» **SELECTED TEXT**
════════════════

Research Data Management in HPC
NHR Tutorial (Online)
The NHR tutorial series is divided into different modules as follows. Details are listed below
-
9:30 h - 9:40 h - Welcome (Anja Gerbes, ZIH, TU Dresden & Julian Kunkel, GWDG)
-
9:40 h - 11:30 h - Introduction to RDM
-
11:40 h - 12:40 h - Secure Workflow Tutorial
-
13:00 h - 13:45 h - Toward Enforcing a Strategy for Data Management in a HPC Center
-
14:00 h - 15:00 h - Coscine - FAIR play integrated right from the start
-
15:00 h - 15:15 h - Closing Words (Julian Kunkel, GWDG)
Module 1 - Introduction to RDM
on Thursday, 01/12/2022, 9:40 am - 11:30 pm
Speaker: Christian Löschen, ZIH, TU Dresden
Data is the basis of all research. A good research process is therefore also based on good research data management. What exactly is behind this, which aspects and tasks are important in which project phase, and why it is worth paying attention to this topic, will be examined in this introductory event. Finally, it should be jointly discussed which topics are important to the RDM, especially from the perspective of the HPC, in order to address them in future events.

════════════════

» **DATASET ENTRIES**
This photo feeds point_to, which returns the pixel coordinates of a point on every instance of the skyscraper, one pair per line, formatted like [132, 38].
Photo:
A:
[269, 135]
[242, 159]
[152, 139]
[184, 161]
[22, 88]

════════════════

» **TASK LIST**
A - According to the research data management tutorial page, why does a good research process depend on good research data management? Answer in one to three sentences.
B - Pick up the research data management tutorial page after its final sentence and continue it.
The material bears no relation to the research data management tutorial page.

» **ANSWERS GIVEN**
A - The page states that data is the basis of all research. For that reason, a good research process also rests on good research data management.

B -
Agenda
- Lecture: Introduction to Research Data Management
- Discussion: Specific requirements for the RDM in HPC
Module 2 - Secure Workflow Tutorial
on Thursday, 01/12/2022, 11:40 am - 12:40 pm
Speaker: Trevor Khwam Tabougua, GWDG, Göttingen
Driven by the progress of data and compute-intensive methods in various scientific domains, there is an increasing demand from researchers working with highly sensitive data to have access to the necessary computational resources to be able to adapt those methods in their respective fields. To satisfy the computing needs of those researchers cost-effectively, it is an open quest to integrate reliable security measures on existing High Performance Computing (HPC) clusters. The fundamental problem with securely working with sensitive data is, that HPC systems are shared systems that are typically trimmed for the highest performance – not for high security. For instance, there are commonly no additional virtualization techniques employed, thus, users typically have access to the host operating system. Since new vulnerabilities are being continuously discovered, solely relying on the traditional Unix permissions is not secure enough. In this hands-on tutorial, we present a generic and secure workflow on our local HPC system, the Scientific Compute Cluster (SCC), to enable researchers to transfer, store and analyze sensitive data.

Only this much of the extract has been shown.